_Working data:_
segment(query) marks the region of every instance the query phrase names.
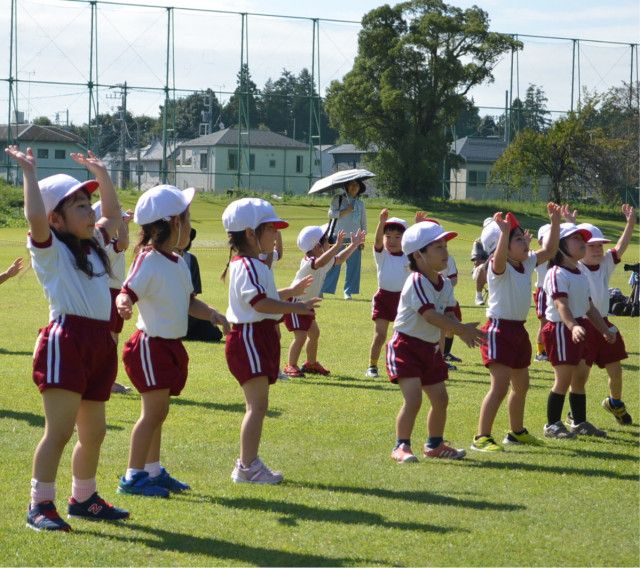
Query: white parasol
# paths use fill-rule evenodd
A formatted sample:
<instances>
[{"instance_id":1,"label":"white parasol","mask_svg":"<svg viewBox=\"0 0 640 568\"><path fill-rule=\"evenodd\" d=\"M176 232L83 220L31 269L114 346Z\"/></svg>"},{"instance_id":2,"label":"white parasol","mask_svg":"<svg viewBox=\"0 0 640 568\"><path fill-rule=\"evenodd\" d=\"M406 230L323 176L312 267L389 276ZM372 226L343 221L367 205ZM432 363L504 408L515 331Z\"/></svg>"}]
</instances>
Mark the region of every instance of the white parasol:
<instances>
[{"instance_id":1,"label":"white parasol","mask_svg":"<svg viewBox=\"0 0 640 568\"><path fill-rule=\"evenodd\" d=\"M330 176L319 179L311 186L309 194L311 195L314 193L323 193L325 191L335 189L336 187L344 186L350 181L364 181L372 177L376 177L376 174L370 172L369 170L341 170L339 172L331 174Z\"/></svg>"}]
</instances>

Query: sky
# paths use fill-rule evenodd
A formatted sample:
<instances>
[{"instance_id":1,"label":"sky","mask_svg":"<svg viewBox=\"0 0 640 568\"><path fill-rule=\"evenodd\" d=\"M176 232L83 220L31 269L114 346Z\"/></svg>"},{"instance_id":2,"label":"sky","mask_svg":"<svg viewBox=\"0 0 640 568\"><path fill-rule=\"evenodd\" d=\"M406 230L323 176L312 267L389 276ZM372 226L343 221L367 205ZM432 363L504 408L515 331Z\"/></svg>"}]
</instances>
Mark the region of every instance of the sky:
<instances>
[{"instance_id":1,"label":"sky","mask_svg":"<svg viewBox=\"0 0 640 568\"><path fill-rule=\"evenodd\" d=\"M296 74L303 67L310 68L313 31L310 18L322 18L318 36L319 83L324 92L332 80L340 80L353 65L357 22L364 13L381 4L375 0L138 0L137 3L154 7L98 3L98 79L108 85L126 81L130 87L128 109L134 114L151 116L158 114L164 97L161 89L166 82L167 11L160 6L290 16L247 18L249 67L259 87L268 78L279 77L285 68ZM576 76L579 71L583 88L602 92L629 81L629 43L640 41L638 0L449 0L449 3L463 9L478 5L489 14L492 31L582 40L578 44ZM10 0L0 0L2 45L9 43L10 4ZM76 83L23 83L17 93L19 109L28 119L48 116L64 123L68 113L72 122L86 122L89 99L83 85L89 80L90 64L88 3L18 0L17 5L19 79ZM330 19L354 23L326 21ZM177 10L174 22L175 71L172 68L170 82L175 72L177 89L186 93L210 87L225 99L228 96L225 93L235 88L240 64L240 16ZM522 36L520 39L524 50L514 60L513 97L524 96L527 86L536 84L544 89L550 110L569 110L573 43L562 39ZM511 83L510 67L507 55L494 69L494 82L472 92L481 114L500 114L505 91ZM0 123L6 122L7 117L8 76L9 61L5 56L0 62L0 79L5 79L0 82ZM577 103L579 90L576 77L573 104ZM117 88L100 88L97 100L100 112L111 112L121 103L121 92Z\"/></svg>"}]
</instances>

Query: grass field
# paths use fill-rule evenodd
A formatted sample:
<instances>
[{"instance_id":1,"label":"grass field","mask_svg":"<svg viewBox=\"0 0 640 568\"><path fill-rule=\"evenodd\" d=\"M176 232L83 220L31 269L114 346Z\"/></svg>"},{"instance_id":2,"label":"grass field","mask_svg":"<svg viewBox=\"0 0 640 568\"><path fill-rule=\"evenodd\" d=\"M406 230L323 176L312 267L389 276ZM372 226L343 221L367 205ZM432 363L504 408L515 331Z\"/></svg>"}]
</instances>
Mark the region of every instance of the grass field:
<instances>
[{"instance_id":1,"label":"grass field","mask_svg":"<svg viewBox=\"0 0 640 568\"><path fill-rule=\"evenodd\" d=\"M133 197L127 199L125 204L132 206ZM198 197L192 208L203 298L223 309L227 292L218 276L228 257L220 222L224 205ZM276 281L284 286L300 260L298 231L323 223L326 203L276 208L291 222L283 232L285 256L276 268ZM378 211L368 209L370 234ZM537 216L523 216L521 222L537 230L545 222L542 211L540 206ZM400 207L391 213L413 216ZM461 274L456 295L466 321L484 321L484 308L472 301L468 255L487 211L450 206L430 213L460 233L449 247ZM600 226L617 238L622 215ZM26 255L24 241L24 228L0 229L2 270L14 257ZM223 345L189 343L189 380L182 396L173 400L165 425L163 463L193 490L168 501L116 494L140 408L136 394L115 395L107 406L109 429L98 488L107 500L130 509L131 519L119 525L75 520L69 534L35 533L24 526L31 459L43 429L31 353L47 307L32 270L5 283L0 309L0 564L637 566L639 427L620 427L600 408L607 394L600 369L594 369L588 384L588 416L609 431L606 440L549 442L544 448L510 449L497 456L471 453L455 463L398 466L390 460L400 392L386 379L363 375L376 288L370 246L371 239L363 256L360 296L352 302L328 296L319 311L320 361L332 375L278 383L271 391L261 455L285 473L284 484L231 482L242 392L227 369ZM637 235L625 261L638 261ZM618 268L612 285L628 293L628 276ZM624 399L637 419L639 320L614 321L630 355L624 362ZM527 327L535 337L533 310ZM123 334L132 329L127 322ZM283 353L290 339L284 330ZM446 438L468 447L488 373L477 350L456 340L453 351L464 362L448 382ZM548 364L532 364L526 425L537 435L545 422L552 376ZM119 380L127 382L122 370ZM424 441L425 416L423 408L413 437L416 448ZM506 429L502 408L494 433L502 438ZM62 509L70 488L70 449L58 475Z\"/></svg>"}]
</instances>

_What is being asked:_
Please output the full listing above exactly, minus any pictures.

_Result below:_
segment(query) marks the region of every instance the query phrase names.
Query: white parasol
# paths use fill-rule evenodd
A formatted sample:
<instances>
[{"instance_id":1,"label":"white parasol","mask_svg":"<svg viewBox=\"0 0 640 568\"><path fill-rule=\"evenodd\" d=\"M176 232L83 220L31 269L114 346Z\"/></svg>"},{"instance_id":2,"label":"white parasol","mask_svg":"<svg viewBox=\"0 0 640 568\"><path fill-rule=\"evenodd\" d=\"M406 230L323 176L312 267L389 276ZM372 226L343 221L367 205ZM432 363L504 408L515 331Z\"/></svg>"}]
</instances>
Mark the region of every instance of the white parasol:
<instances>
[{"instance_id":1,"label":"white parasol","mask_svg":"<svg viewBox=\"0 0 640 568\"><path fill-rule=\"evenodd\" d=\"M330 176L319 179L311 186L309 194L311 195L314 193L323 193L325 191L335 189L336 187L344 186L350 181L364 181L372 177L376 177L376 174L370 172L369 170L341 170L339 172L331 174Z\"/></svg>"}]
</instances>

Query: sky
# paths use fill-rule evenodd
A formatted sample:
<instances>
[{"instance_id":1,"label":"sky","mask_svg":"<svg viewBox=\"0 0 640 568\"><path fill-rule=\"evenodd\" d=\"M176 232L83 220L31 269L114 346Z\"/></svg>"},{"instance_id":2,"label":"sky","mask_svg":"<svg viewBox=\"0 0 640 568\"><path fill-rule=\"evenodd\" d=\"M406 230L323 176L312 267L389 276ZM372 226L343 221L367 205ZM432 363L504 408L515 331Z\"/></svg>"}]
</instances>
Mark the region of every instance of the sky:
<instances>
[{"instance_id":1,"label":"sky","mask_svg":"<svg viewBox=\"0 0 640 568\"><path fill-rule=\"evenodd\" d=\"M296 74L303 67L310 68L313 31L310 18L322 18L318 36L319 83L324 92L332 80L340 80L353 65L357 22L364 13L381 4L375 0L138 0L137 3L154 7L98 3L98 79L108 85L126 81L130 87L128 109L134 114L151 116L158 114L164 97L161 89L166 82L167 11L160 6L290 16L247 18L249 67L259 87L268 78L279 77L285 68ZM576 76L579 71L583 88L602 92L629 81L629 43L640 41L638 0L449 0L449 3L463 9L478 5L489 14L492 31L582 40L578 44ZM10 0L0 0L2 45L9 43L10 4ZM76 83L23 83L17 93L19 109L28 119L48 116L64 123L68 113L72 122L86 122L89 99L83 85L89 80L90 64L88 3L18 0L17 5L19 79ZM330 19L354 23L326 21ZM177 10L174 22L175 71L172 68L170 82L175 72L177 89L186 93L210 87L225 99L228 96L225 93L235 88L240 64L240 16ZM522 36L520 39L524 50L514 60L513 97L524 96L527 86L536 84L544 89L550 110L569 110L573 43L562 39ZM511 83L510 67L507 55L494 69L494 82L472 92L481 114L500 114L505 91ZM0 123L6 122L7 117L8 76L9 61L5 56L0 62L0 79L5 79L0 82ZM577 103L579 90L576 77L573 104ZM117 88L100 88L97 100L100 112L111 112L121 103L121 92Z\"/></svg>"}]
</instances>

Query: grass field
# paths use fill-rule evenodd
A formatted sample:
<instances>
[{"instance_id":1,"label":"grass field","mask_svg":"<svg viewBox=\"0 0 640 568\"><path fill-rule=\"evenodd\" d=\"M176 232L83 220L31 269L114 346Z\"/></svg>"},{"instance_id":2,"label":"grass field","mask_svg":"<svg viewBox=\"0 0 640 568\"><path fill-rule=\"evenodd\" d=\"M406 230L323 176L312 267L389 276ZM372 226L343 221L367 205ZM432 363L504 408L515 331Z\"/></svg>"}]
</instances>
Mark the region of every instance of the grass field:
<instances>
[{"instance_id":1,"label":"grass field","mask_svg":"<svg viewBox=\"0 0 640 568\"><path fill-rule=\"evenodd\" d=\"M133 197L127 199L125 204L132 206ZM198 197L192 208L203 298L223 309L227 292L218 276L228 257L220 222L224 205ZM276 281L284 286L300 260L298 231L323 223L326 203L276 208L291 222L283 232L285 256L276 268ZM378 211L368 209L370 234ZM537 216L523 216L521 222L537 230L545 222L542 211L540 206ZM400 207L391 213L413 216ZM461 274L456 295L466 321L484 321L484 308L472 301L468 255L487 211L450 206L430 213L460 233L449 247ZM600 226L617 238L622 215ZM26 255L24 241L24 228L0 229L2 270L14 257ZM223 345L189 343L189 380L182 396L173 400L165 425L163 463L193 490L168 501L116 494L140 408L136 394L115 395L107 406L109 429L98 488L107 500L130 509L131 519L119 525L75 520L69 534L35 533L24 526L31 459L43 429L31 353L47 307L32 270L5 283L0 309L0 564L637 566L639 427L620 427L600 408L607 394L600 369L594 369L588 384L588 416L609 431L606 440L549 442L544 448L510 449L497 456L471 453L455 463L398 466L390 460L400 392L386 379L363 375L376 288L370 246L371 239L363 256L360 296L352 302L328 296L319 311L320 361L332 375L278 383L271 391L261 455L285 473L284 484L231 482L242 392L227 369ZM637 235L625 261L638 261ZM618 268L612 285L628 293L628 276ZM624 399L637 419L639 320L614 321L630 355L624 362ZM527 327L535 337L533 310ZM123 334L132 329L127 322ZM283 353L290 339L284 330ZM446 438L468 447L488 373L477 350L456 340L453 351L464 362L448 382ZM548 364L532 364L526 425L537 435L545 422L552 376ZM119 380L127 382L122 370ZM424 441L425 416L423 408L413 437L416 448ZM506 429L502 408L494 433L502 438ZM62 509L70 488L70 449L58 475Z\"/></svg>"}]
</instances>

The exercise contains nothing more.